• _Referring expression grounding data_:
++++++++

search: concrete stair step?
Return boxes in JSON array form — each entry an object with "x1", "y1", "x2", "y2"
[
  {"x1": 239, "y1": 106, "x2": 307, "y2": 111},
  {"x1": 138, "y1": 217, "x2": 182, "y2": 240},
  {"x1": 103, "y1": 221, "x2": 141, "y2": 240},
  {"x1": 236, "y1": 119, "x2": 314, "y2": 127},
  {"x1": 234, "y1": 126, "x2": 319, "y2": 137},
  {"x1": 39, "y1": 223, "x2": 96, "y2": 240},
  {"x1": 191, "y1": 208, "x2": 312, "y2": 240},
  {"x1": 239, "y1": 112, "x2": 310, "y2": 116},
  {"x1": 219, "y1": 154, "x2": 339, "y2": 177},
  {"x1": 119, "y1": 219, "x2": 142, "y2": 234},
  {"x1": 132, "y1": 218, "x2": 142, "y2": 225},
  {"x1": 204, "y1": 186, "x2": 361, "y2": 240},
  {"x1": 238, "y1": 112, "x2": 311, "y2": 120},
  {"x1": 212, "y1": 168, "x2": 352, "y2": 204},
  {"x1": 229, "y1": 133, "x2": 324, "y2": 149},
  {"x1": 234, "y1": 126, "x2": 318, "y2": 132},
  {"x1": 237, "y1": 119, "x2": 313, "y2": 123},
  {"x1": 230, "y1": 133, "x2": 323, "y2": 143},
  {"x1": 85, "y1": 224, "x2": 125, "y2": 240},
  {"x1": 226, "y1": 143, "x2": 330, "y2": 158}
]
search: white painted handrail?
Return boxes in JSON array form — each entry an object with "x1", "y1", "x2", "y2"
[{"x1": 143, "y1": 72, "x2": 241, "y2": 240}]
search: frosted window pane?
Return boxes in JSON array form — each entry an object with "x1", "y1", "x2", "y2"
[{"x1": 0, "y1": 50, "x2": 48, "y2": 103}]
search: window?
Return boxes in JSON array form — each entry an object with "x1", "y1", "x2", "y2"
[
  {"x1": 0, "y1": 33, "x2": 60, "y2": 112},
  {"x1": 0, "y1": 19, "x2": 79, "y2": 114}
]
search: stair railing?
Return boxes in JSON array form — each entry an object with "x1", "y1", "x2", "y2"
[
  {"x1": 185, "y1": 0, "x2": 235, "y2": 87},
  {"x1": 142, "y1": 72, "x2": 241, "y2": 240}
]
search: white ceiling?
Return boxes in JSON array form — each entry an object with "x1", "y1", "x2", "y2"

++++++++

• _Exercise goal_: Wherever the word "window" appears in the records above, copy that line.

• _Exercise solution_:
search: frosted window pane?
search: window?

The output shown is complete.